== REQUIRED TASK ==
Answer these questions from the economic update:
1. Which two countries led Europe's first-quarter growth?
2. What is the U.S. housing market waiting for?
3. What fell year over year in China during the first quarter?

== ARTICLE ==
——
After a weak start to the first quarter, U.S. economic data has begun to show some signs of improvement. On the positive side are steady gains in the labor market, better retail sales and increasing credit creation. On the softer side, the housing market has been disappointing and awaits an upturn in household formations. European growth data was solid in the first quarter, led by strength in Germany and the United Kingdom. Japan’s economy has benefitted from consumption ahead of the Value-Added Tax (VAT) hike, leading to a likely contraction in the second quarter. China’s weak first-quarter growth (freight-rail traffic fell year over year) has loosened Beijing’s purse strings. While this will stabilize short-term growth, it’s at the expense of the country’s longer-term goal to rebalance the economy toward more stable consumption.
——
== RECORDS SUPPLIED ==
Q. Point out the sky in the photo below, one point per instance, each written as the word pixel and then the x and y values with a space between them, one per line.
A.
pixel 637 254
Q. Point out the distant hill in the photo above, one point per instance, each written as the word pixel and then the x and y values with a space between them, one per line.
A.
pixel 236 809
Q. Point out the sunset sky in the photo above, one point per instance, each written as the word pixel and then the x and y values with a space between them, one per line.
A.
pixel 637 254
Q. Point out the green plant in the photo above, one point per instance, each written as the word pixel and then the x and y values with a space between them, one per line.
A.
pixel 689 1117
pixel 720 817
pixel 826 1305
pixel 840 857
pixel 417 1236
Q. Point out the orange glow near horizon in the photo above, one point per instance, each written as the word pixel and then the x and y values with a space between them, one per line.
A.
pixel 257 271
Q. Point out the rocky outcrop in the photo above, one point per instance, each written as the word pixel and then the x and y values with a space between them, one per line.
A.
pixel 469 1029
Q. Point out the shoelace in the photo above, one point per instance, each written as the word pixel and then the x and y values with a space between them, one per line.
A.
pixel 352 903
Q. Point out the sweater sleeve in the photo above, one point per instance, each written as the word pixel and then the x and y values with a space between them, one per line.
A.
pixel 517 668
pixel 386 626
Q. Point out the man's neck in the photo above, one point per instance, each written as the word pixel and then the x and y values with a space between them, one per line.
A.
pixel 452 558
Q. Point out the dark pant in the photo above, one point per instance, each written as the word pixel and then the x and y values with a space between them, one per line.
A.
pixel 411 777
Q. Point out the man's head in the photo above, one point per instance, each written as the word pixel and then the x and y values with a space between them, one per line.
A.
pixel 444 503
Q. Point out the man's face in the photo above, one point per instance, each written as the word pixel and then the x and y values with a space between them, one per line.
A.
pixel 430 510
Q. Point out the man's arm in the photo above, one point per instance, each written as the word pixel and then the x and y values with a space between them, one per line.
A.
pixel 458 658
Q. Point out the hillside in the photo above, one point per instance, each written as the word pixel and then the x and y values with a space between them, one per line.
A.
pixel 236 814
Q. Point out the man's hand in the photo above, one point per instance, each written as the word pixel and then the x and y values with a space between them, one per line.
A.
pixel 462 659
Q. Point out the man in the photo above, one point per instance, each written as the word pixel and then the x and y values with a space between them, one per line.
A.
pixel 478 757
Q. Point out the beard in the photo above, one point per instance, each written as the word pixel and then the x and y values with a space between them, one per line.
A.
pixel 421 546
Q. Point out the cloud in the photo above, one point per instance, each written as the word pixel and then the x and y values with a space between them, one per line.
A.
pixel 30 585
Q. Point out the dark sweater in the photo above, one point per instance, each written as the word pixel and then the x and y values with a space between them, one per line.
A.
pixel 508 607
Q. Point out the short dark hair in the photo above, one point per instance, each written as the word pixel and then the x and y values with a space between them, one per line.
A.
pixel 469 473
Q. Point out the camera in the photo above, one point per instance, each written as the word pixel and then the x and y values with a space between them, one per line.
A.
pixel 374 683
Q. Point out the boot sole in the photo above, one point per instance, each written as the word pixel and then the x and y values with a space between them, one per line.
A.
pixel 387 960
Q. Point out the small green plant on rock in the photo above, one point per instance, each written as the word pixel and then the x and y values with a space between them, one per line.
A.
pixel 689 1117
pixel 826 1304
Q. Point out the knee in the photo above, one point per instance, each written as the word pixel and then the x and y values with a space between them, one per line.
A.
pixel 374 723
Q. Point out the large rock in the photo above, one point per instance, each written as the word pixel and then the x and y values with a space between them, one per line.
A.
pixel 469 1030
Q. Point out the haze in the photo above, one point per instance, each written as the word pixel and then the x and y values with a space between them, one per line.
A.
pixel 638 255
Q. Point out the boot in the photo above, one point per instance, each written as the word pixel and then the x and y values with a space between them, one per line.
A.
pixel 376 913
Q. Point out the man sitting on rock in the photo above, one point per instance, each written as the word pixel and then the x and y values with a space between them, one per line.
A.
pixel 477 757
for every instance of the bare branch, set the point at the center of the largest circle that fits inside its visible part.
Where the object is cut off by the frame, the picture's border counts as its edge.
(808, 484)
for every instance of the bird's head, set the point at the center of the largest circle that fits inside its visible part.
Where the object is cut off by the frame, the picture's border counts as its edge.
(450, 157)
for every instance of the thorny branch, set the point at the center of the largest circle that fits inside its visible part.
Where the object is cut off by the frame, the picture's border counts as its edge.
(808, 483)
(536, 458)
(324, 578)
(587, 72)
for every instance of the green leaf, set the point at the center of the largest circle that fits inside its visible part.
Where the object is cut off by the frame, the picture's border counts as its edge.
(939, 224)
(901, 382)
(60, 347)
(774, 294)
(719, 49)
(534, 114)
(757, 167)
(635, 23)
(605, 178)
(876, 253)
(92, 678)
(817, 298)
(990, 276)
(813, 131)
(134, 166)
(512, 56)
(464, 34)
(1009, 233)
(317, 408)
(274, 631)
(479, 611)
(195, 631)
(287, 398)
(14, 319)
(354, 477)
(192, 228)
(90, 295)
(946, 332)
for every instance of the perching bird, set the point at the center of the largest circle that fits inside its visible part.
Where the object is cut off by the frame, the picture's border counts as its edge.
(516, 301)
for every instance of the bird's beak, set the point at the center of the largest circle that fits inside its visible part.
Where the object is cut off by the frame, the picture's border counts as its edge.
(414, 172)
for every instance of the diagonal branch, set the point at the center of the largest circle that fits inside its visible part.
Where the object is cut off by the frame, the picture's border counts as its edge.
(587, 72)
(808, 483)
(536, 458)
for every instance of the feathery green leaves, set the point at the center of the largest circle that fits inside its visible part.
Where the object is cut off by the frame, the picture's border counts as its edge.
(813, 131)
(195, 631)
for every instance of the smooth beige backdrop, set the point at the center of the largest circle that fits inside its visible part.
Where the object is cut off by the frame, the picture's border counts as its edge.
——
== COMPLETE RESPONSE ==
1. Germany and the United Kingdom
2. An upturn in household formations
3. Freight-rail traffic